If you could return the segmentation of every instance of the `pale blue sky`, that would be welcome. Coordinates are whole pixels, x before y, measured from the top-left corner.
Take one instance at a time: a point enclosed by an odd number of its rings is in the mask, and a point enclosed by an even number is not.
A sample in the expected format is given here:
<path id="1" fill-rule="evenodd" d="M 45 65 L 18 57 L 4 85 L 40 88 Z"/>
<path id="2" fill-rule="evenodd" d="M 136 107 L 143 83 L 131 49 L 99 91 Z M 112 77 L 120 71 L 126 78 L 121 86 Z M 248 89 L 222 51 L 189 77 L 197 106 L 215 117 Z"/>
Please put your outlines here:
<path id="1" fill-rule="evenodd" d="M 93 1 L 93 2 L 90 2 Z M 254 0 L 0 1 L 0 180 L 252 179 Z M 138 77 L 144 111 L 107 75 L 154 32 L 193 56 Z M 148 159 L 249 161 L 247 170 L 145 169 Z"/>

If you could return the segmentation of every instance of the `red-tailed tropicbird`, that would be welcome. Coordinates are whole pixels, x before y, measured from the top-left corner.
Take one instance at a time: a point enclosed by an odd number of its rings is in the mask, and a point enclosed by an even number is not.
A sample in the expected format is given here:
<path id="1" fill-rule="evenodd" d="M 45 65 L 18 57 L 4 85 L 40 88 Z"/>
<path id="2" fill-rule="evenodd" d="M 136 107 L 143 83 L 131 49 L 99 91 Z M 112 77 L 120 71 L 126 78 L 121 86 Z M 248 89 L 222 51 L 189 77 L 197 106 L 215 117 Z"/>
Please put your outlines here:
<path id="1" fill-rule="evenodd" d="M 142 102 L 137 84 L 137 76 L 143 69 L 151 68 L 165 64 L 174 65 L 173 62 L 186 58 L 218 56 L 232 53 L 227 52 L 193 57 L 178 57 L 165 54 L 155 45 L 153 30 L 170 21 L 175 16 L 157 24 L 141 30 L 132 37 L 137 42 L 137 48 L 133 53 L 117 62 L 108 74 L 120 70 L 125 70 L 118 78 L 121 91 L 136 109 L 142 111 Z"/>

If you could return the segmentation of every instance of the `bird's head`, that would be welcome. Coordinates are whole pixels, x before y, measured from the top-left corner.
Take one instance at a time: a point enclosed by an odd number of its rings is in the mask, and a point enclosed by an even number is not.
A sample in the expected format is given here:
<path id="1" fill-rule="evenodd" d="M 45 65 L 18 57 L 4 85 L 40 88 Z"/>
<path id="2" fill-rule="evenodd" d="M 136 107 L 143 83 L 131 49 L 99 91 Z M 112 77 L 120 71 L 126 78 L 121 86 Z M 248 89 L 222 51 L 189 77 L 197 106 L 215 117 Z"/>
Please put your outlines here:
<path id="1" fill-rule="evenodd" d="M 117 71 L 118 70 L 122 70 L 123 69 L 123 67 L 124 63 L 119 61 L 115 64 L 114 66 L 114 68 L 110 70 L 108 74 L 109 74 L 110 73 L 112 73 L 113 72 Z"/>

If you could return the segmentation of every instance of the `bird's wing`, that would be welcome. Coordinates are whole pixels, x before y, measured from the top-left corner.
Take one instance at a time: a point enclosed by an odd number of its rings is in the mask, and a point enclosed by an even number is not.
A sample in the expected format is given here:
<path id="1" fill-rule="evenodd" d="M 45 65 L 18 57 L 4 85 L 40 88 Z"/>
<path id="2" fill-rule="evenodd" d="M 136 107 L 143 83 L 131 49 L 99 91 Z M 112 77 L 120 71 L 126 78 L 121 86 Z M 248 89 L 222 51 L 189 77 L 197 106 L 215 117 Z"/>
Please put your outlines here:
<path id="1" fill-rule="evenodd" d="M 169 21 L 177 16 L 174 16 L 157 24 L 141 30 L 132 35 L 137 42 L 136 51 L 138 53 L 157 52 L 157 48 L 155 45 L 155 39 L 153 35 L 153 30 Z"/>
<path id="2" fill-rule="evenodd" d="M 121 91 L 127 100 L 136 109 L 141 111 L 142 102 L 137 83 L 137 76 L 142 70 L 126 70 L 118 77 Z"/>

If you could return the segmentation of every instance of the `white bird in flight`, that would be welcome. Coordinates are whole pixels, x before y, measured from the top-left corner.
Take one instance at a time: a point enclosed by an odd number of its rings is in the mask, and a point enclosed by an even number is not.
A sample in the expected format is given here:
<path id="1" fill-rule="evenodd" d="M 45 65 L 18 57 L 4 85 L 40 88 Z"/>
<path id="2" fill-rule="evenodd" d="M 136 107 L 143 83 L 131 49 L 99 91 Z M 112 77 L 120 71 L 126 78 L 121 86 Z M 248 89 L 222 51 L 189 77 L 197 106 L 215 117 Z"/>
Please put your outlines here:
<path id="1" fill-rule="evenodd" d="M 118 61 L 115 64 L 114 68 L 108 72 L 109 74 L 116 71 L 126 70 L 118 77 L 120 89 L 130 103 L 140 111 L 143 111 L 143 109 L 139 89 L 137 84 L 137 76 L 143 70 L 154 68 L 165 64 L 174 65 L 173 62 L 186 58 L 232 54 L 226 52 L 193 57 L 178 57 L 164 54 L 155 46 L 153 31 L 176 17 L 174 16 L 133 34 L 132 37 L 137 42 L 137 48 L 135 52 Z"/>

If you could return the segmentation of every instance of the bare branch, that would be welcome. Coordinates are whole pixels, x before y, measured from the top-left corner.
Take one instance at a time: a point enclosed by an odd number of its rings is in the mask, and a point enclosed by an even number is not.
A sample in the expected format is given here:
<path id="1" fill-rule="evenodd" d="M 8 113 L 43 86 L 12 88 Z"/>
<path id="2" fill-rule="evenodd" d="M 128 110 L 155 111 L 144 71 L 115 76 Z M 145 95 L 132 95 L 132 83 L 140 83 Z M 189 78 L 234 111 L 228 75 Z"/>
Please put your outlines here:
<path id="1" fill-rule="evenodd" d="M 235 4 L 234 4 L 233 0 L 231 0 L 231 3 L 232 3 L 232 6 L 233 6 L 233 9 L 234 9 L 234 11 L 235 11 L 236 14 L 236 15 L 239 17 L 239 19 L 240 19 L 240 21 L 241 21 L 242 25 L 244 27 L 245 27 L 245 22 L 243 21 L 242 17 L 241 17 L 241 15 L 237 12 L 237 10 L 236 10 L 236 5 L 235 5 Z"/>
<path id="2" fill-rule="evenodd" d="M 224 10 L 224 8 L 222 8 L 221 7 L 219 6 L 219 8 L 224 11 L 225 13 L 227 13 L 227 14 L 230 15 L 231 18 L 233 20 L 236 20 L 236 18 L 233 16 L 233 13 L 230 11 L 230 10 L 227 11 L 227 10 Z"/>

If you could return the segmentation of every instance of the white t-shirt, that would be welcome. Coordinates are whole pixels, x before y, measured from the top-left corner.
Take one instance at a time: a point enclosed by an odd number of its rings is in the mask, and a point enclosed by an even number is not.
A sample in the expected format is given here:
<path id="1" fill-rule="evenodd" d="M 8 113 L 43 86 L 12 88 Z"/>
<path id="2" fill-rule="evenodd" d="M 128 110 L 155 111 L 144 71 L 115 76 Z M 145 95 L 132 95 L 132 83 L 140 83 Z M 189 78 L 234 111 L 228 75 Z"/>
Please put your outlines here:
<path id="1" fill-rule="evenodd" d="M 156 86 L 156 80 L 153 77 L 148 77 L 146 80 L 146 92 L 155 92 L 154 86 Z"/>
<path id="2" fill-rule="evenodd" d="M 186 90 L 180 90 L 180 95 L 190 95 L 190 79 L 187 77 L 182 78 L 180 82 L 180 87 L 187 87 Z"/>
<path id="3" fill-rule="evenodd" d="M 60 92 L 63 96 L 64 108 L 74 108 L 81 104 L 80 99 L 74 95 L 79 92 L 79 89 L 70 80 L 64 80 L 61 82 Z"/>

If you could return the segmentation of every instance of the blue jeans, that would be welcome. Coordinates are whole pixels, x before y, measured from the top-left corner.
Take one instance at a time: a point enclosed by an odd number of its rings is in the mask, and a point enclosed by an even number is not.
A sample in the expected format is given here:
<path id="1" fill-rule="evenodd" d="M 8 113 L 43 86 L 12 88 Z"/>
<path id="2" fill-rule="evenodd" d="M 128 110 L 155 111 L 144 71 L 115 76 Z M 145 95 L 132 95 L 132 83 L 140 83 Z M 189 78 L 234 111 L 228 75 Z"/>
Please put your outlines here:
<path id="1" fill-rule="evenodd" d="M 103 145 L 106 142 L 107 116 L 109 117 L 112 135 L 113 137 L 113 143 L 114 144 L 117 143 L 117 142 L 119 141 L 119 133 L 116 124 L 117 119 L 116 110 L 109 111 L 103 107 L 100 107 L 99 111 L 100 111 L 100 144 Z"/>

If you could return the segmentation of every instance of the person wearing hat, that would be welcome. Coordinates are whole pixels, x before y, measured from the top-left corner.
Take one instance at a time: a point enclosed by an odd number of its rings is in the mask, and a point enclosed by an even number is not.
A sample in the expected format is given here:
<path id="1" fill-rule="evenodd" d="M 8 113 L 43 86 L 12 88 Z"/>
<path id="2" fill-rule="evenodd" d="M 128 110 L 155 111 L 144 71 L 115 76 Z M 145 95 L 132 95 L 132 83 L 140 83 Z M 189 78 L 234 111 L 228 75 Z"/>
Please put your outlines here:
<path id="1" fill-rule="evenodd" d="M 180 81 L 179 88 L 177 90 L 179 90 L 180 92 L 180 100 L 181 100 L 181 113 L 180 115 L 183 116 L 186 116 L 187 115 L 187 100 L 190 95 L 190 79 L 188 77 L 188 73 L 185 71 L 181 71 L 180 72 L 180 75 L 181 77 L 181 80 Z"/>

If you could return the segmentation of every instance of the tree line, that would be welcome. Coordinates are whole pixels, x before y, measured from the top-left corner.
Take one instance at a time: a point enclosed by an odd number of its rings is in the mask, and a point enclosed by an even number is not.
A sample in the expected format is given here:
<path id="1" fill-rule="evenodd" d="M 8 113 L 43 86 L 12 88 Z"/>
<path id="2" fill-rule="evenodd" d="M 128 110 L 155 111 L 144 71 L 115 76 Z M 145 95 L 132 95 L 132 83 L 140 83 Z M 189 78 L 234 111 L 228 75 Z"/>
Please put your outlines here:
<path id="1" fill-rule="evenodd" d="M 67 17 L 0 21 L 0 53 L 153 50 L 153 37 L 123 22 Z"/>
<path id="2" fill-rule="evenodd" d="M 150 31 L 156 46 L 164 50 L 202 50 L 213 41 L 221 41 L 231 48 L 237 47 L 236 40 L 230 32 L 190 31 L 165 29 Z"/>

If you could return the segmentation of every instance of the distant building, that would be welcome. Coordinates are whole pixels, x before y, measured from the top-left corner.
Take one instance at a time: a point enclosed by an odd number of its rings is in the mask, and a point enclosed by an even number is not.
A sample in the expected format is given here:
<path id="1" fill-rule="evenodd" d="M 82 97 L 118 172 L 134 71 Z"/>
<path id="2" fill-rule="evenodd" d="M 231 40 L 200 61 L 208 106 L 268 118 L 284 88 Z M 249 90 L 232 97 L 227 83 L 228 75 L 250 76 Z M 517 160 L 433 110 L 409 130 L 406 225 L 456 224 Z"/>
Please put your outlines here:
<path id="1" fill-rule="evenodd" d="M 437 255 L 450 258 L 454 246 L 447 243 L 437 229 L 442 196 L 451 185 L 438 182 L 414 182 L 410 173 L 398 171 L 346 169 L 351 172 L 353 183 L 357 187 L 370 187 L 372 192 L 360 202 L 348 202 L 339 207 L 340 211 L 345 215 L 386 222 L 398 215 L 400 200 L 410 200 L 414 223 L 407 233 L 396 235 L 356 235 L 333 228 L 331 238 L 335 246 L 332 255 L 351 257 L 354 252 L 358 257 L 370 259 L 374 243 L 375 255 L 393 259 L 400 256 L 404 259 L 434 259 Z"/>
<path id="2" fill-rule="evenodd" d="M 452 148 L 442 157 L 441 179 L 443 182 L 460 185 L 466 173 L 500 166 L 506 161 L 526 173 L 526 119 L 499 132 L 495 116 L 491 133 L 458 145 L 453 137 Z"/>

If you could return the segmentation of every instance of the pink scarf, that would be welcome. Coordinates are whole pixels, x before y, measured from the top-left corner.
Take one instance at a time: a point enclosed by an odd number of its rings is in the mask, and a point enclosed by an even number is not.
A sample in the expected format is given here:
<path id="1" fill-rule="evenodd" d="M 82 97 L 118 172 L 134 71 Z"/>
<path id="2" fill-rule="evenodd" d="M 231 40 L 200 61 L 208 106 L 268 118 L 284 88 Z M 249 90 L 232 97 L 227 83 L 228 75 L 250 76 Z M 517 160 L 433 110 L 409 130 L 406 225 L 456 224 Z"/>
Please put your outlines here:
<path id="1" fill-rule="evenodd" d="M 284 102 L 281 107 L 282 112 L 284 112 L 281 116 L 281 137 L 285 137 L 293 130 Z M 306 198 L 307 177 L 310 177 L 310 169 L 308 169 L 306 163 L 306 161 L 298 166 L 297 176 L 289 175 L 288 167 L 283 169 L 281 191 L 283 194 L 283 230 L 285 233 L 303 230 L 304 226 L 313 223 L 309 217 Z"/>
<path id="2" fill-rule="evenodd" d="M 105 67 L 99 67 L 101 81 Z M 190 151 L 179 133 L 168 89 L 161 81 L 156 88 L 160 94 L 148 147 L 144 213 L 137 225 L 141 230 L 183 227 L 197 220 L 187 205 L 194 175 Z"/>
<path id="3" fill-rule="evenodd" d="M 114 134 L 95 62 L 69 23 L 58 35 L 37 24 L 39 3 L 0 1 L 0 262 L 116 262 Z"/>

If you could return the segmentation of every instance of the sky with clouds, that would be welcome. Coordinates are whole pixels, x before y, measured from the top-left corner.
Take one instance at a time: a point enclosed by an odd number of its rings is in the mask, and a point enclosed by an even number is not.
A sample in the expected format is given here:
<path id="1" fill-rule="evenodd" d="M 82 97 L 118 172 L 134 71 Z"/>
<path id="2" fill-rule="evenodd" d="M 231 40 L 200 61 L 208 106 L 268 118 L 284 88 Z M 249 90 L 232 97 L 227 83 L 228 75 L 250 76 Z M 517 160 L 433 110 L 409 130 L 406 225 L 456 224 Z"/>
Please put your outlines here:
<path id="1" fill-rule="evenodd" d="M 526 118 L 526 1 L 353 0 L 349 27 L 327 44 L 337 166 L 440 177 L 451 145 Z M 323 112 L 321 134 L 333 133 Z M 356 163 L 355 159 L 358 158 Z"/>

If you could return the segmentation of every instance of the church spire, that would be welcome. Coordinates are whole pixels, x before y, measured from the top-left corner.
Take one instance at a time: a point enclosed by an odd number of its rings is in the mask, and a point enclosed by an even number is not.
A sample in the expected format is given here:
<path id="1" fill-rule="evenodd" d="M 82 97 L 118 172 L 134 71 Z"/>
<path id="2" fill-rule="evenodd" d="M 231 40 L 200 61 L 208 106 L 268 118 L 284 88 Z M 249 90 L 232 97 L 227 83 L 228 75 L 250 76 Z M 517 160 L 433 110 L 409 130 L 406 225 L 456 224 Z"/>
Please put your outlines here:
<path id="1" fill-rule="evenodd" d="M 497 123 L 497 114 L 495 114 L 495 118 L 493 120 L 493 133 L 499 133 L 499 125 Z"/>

Exercise details
Reproduce exactly the lines from the one containing "the sky with" through the last line of the records above, including both, and nothing else.

Response for this exercise
If you could return the segmentation of every instance of the sky with clouds, that would be welcome. Coordinates are whole pixels, x before y, measured from the top-left corner.
Take one instance at a time: a point enclosed by an odd number of its rings is in the mask, and a point enclosed by an even number is not.
A sample in the expected format is given here:
<path id="1" fill-rule="evenodd" d="M 82 97 L 118 172 L 134 71 Z"/>
<path id="2" fill-rule="evenodd" d="M 231 40 L 200 61 L 208 106 L 268 118 L 284 88 Z M 249 90 L 232 97 L 227 83 L 228 75 L 250 76 Z M 517 160 L 433 110 L 409 130 L 406 225 L 456 224 Z"/>
Please put your outlines here:
<path id="1" fill-rule="evenodd" d="M 526 118 L 526 1 L 353 0 L 349 27 L 327 44 L 337 166 L 440 177 L 451 145 Z M 323 112 L 321 134 L 333 133 Z M 356 163 L 355 159 L 358 158 Z"/>

If you could return the segmentation of every instance of the church spire, that would be welcome. Coordinates are whole pixels, x before y, measured from the top-left corner.
Take one instance at a time: a point enclosed by an odd number of its rings is in the mask, and a point enclosed by an even number is not.
A sample in the expected format is given here:
<path id="1" fill-rule="evenodd" d="M 82 97 L 118 172 L 134 71 Z"/>
<path id="2" fill-rule="evenodd" d="M 231 40 L 200 61 L 208 106 L 268 118 L 284 88 Z M 249 90 L 232 97 L 227 83 L 228 75 L 250 76 Z M 517 160 L 433 110 L 409 130 L 406 225 L 456 224 Z"/>
Please put your outlines here:
<path id="1" fill-rule="evenodd" d="M 497 123 L 497 114 L 495 114 L 495 118 L 493 120 L 493 133 L 499 133 L 499 125 Z"/>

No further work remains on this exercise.